EXCERPT
- Opening Delimiter -
Ramón Blanco

Personal information
- Full name: Ramón Blanco Rodríguez
- Date of birth: 20 February 1952
- Place of birth: Vimianzo, Spain
- Date of death: 9 May 2013 (aged 61)
- Place of death: Cádiz, Spain
- Height: 1.73 m (5 ft 8 in)
- Position(s): Defensive midfielder

Youth career
- 1965–1969: Sportivo Italiano

Senior career*
- Years: Team / Apps / (Gls)
- 1969–1971: Sportivo Italiano
- 1972–1974: Mallorca / 34 / (0)
- 1974–1976: Betis / 14 / (0)
- 1976–1980: Cádiz / 98 / (16)
- 1980–1981: Recreativo / 21 / (0)
- 1981–1984: Portuense / 87 / (7)
- 1984–1985: Chiclana
- 1985–1986: Sanluqueño
- 1986–1987: CD Moguer
- Total:  / 254 / (23)

Managerial career
- 1990: Cádiz
- 1991–1992: Cádiz
- 1993: Cádiz
- 1993–1995: Marbella
- 1996–1998: Cádiz
- 1998–1999: Almería
- 1999–2000: San Fernando
- 2001–2002: Granada
- 2002–2003: Torredonjimeno
- 2003–2004: San Fernando
- 2012: Cádiz

= Ramón Blanco (footballer) =

Spanish footballer and manager

Ramón Blanco Rodríguez (20 February 1952 – 9 May 2013) was a Spanish football defensive midfielder and manager.

His professional career was closely associated to Cádiz, as both a player and manager.

==Playing career==
Born in Vimianzo, Province of A Coruña, Blanco moved to Argentina at an early age, as his parents were in search of better working opportunities. He joined Sportivo Italiano at the age of 13, making his senior debut with the first team in Primera B Nacional only four years later.

Again in his country of birth, Blanco signed for RCD Mallorca in Segunda División, moving to La Liga with Real Betis in 1974. He saw out his two-year contract with the latter, in spite of limited playing opportunities. He made his debut in the Spanish top flight on 5 January 1975, coming on as a late substitute in a 3–0 home win against Hércules CF.

Blanco joined Andalusia neighbours Cádiz CF in summer 1976, achieving promotion in his first year and being part of the squad that reached the top division for the first time ever. Under manager Enrique Mateos, other than in his natural position, he played also as a right winger and a centre forward.

On 29 January 1978, Blanco scored his first and only goal in the top tier, in a 1–2 home loss to Valencia CF. The season ended in immediate relegation and, after a further two years with the club in division two, he left after a contract dispute to Recreativo de Huelva.

Blanco retired in 1987 at the age of 35, after several spells in lower league and amateur football, mainly with Racing Club Portuense as he wanted to remain close to Cádiz.

==Coaching career==
Blanco started working as a coach immediately after retiring, beginning with Cádiz's youth teams and occasionally aiding first-team manager Víctor Espárrago. After being in charge of the reserves and also assisting several coaches, he was appointed at the helm of the main squad late into the 1990–91 campaign, and managed to save the side from top-flight relegation in the playoffs, with a penalty shootout win over CD Málaga. The feat was repeated again the following year, after disposing of UE Figueres 3–1 on aggregate.

After the Gaditanos eventually suffered relegation in 1993, Blanco left and signed with CA Marbella of the second division, being sacked early into the 1995–96 season. He returned to Cádiz the following campaign, with the team now in Segunda División B. He left in June 1998 after not being able to help them promote, going on to work in the same league with UD Almería, CD San Fernando (two spells), Granada CF and Torredonjimeno CF.

After an extended period away from football, and also working as a sports commentator, Blanco returned to his beloved Cádiz 14 years later, with the club still in the third tier. He left after only three games in charge, however, for medical reasons.

==Death==
Blanco died on 9 May 2013 in Cádiz at the age of 61, after not being able to overcome a stroke.
- Closing Delimiter -
(Dataset entries)
- Opening Delimiter -
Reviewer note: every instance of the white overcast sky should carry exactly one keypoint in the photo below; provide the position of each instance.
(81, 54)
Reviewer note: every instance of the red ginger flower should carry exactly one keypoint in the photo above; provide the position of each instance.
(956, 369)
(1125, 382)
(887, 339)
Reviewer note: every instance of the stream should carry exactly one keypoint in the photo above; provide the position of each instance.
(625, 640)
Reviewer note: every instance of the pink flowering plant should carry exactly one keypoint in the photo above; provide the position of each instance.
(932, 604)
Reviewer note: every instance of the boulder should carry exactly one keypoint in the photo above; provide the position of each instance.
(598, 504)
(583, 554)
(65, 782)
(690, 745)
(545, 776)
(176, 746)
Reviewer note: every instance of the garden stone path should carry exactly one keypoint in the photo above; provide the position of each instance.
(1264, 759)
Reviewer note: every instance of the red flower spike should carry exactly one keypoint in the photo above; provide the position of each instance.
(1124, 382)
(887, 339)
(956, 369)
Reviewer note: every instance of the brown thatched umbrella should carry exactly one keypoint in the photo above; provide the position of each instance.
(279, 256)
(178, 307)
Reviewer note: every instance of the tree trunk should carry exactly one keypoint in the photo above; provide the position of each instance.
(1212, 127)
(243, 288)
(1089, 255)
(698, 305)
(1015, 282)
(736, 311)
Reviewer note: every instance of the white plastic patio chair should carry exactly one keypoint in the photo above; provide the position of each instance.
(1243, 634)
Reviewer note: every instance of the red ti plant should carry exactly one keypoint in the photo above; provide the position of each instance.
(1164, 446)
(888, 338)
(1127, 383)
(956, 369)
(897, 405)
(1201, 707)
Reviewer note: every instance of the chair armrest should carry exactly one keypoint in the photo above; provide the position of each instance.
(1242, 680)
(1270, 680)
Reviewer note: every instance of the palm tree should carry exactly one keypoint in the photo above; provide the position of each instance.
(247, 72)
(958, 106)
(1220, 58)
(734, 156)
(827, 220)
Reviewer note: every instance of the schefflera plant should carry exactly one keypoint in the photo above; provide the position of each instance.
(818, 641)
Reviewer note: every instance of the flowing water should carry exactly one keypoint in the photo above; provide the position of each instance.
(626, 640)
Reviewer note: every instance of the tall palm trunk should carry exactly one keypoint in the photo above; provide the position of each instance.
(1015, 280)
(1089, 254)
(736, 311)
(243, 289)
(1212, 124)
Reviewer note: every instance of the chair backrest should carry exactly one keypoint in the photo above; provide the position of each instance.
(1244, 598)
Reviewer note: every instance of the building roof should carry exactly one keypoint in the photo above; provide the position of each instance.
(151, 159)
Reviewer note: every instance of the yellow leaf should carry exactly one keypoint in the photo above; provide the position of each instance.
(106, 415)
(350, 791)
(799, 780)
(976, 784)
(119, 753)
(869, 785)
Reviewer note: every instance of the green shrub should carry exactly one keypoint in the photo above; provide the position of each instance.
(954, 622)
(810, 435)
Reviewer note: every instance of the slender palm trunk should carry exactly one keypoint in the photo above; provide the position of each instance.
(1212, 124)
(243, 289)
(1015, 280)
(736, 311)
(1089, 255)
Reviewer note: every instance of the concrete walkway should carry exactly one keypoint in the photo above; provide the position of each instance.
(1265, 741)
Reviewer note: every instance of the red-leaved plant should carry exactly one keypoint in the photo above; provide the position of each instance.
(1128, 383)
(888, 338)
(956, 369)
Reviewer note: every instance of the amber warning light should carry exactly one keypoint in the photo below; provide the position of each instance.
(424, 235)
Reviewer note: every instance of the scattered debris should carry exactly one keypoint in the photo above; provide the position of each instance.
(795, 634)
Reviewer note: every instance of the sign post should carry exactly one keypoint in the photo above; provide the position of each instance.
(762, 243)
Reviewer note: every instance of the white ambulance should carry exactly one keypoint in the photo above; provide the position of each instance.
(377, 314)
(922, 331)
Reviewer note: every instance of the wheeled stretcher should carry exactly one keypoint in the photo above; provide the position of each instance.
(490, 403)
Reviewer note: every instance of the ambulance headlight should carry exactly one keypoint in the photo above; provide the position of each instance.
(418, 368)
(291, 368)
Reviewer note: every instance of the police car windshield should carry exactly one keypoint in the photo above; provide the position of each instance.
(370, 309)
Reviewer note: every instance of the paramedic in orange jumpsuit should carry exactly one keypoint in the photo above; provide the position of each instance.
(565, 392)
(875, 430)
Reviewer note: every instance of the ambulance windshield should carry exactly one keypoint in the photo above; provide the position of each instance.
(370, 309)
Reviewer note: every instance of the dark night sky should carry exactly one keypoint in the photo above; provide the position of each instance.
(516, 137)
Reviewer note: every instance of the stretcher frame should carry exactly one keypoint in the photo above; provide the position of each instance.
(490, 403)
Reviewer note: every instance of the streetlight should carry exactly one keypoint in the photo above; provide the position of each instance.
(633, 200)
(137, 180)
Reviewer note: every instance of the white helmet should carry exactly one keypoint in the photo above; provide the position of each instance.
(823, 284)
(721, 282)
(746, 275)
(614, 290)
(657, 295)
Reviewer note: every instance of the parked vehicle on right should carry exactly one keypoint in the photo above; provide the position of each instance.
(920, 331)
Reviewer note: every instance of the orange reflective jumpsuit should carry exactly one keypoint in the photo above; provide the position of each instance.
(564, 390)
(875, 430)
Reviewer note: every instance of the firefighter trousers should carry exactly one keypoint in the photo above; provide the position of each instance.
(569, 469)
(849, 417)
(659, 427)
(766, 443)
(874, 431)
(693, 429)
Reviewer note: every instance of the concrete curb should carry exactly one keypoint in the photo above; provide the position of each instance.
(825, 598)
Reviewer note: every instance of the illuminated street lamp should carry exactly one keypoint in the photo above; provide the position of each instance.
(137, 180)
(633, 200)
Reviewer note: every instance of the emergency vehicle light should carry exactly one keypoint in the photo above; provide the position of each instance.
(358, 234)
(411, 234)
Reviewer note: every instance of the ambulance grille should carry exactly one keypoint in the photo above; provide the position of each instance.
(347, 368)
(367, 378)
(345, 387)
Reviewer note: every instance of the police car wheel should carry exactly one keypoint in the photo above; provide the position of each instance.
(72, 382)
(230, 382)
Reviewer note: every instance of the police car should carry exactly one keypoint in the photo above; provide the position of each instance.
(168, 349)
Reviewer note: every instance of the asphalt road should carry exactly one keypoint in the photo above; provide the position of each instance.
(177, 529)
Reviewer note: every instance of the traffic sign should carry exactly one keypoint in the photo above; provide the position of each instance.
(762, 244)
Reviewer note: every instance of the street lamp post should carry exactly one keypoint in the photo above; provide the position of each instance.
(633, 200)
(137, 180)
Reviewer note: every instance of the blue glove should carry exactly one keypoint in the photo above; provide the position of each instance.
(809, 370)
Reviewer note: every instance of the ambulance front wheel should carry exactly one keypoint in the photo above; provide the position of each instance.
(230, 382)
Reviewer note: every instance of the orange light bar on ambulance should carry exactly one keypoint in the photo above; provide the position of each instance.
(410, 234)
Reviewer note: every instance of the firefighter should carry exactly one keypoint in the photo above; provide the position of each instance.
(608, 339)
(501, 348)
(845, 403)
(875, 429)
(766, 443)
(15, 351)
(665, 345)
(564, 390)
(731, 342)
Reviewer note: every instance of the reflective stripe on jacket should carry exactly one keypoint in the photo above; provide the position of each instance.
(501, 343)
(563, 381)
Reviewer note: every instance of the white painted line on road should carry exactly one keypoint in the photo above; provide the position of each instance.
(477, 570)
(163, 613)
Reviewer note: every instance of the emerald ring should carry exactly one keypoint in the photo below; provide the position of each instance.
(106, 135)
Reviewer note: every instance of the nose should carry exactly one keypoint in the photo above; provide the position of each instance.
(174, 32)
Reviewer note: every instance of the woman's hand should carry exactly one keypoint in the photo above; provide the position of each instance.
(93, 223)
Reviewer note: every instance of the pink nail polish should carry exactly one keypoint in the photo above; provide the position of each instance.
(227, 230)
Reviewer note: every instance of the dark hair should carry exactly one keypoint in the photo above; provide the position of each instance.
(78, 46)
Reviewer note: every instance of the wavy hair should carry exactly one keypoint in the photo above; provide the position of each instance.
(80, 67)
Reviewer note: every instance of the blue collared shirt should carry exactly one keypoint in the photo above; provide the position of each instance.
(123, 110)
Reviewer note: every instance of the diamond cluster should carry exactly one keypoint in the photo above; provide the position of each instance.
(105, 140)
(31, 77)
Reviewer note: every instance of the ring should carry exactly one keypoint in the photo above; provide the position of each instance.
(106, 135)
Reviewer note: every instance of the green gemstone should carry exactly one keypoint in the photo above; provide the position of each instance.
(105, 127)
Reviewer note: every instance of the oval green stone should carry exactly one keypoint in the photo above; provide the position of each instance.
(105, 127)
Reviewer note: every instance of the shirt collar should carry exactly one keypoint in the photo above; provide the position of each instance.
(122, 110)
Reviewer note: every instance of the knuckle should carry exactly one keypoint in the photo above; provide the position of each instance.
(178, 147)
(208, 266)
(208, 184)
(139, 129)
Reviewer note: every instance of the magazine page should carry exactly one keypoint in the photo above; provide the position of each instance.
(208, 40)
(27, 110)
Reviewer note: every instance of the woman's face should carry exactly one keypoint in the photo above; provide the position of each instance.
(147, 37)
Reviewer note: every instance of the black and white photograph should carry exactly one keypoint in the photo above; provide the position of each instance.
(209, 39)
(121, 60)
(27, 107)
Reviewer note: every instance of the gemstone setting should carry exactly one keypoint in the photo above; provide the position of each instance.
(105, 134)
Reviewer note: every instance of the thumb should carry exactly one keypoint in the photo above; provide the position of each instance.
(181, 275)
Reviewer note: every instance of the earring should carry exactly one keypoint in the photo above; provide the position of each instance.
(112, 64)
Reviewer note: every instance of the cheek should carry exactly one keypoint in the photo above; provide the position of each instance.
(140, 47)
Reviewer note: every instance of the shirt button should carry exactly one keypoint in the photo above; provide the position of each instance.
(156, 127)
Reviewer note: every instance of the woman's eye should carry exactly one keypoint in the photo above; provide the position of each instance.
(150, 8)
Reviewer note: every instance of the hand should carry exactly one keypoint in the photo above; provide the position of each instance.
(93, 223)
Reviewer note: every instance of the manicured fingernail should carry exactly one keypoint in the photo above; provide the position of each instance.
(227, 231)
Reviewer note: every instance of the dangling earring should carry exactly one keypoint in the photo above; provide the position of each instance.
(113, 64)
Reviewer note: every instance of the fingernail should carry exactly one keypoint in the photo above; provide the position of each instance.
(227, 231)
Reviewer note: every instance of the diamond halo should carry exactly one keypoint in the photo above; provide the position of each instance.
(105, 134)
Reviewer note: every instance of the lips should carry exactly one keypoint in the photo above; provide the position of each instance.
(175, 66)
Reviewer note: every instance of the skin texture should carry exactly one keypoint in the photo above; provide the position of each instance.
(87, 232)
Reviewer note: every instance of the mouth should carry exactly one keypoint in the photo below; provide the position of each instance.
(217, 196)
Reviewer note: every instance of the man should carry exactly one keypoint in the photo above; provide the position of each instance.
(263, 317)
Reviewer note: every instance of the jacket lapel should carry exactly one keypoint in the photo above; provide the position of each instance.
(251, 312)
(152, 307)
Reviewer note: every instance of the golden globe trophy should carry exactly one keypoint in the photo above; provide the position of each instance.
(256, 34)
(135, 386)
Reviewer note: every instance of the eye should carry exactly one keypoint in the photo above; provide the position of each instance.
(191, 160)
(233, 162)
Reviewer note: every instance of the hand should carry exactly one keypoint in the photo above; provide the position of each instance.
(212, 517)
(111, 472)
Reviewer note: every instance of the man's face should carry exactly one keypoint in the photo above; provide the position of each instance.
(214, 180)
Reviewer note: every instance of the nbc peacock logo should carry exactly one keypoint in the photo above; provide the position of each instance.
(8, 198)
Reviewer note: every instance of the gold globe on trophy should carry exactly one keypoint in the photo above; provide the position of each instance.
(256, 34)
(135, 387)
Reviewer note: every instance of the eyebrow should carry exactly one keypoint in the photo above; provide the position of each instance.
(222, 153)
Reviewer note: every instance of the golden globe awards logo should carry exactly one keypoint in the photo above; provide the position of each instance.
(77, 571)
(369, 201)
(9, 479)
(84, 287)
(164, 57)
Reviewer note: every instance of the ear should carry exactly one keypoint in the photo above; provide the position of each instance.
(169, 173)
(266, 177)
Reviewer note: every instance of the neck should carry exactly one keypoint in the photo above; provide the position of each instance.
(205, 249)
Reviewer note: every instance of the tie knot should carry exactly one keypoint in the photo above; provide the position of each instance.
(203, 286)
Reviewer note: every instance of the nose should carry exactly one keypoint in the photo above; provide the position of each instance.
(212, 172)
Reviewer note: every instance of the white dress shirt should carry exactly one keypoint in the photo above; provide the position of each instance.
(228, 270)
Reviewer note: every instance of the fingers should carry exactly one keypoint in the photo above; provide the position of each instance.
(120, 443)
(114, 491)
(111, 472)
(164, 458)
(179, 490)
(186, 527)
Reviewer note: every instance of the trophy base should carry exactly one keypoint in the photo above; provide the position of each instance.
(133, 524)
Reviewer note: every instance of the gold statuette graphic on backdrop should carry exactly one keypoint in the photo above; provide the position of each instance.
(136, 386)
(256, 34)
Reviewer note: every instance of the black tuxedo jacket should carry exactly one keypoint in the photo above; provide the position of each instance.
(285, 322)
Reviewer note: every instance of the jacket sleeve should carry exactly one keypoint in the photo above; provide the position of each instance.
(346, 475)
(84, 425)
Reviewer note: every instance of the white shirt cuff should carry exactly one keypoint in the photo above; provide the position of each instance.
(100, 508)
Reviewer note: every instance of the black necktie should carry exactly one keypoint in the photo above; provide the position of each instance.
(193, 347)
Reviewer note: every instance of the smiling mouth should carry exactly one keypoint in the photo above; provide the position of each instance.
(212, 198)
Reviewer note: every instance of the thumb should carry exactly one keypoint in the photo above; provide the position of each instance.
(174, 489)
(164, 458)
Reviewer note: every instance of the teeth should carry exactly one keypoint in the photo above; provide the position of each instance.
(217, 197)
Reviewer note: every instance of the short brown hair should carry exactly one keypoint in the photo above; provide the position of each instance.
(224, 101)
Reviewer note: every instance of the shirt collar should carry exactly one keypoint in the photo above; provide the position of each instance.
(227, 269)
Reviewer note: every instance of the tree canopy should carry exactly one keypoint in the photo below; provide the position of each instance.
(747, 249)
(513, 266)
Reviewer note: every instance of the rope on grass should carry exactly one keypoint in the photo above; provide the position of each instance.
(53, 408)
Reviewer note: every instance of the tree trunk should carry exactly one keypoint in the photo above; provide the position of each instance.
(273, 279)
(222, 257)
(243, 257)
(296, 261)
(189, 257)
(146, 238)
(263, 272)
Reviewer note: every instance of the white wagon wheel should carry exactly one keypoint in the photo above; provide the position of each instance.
- Closing Delimiter -
WHAT THE TASK ASKS
Using the "Managerial career" section of the article on Ramón Blanco, list every club he managed, naming each club once. This data has no connection to the article on Ramón Blanco.

RESULT OF THIS EXERCISE
- Cádiz
- Marbella
- Almería
- San Fernando
- Granada
- Torredonjimeno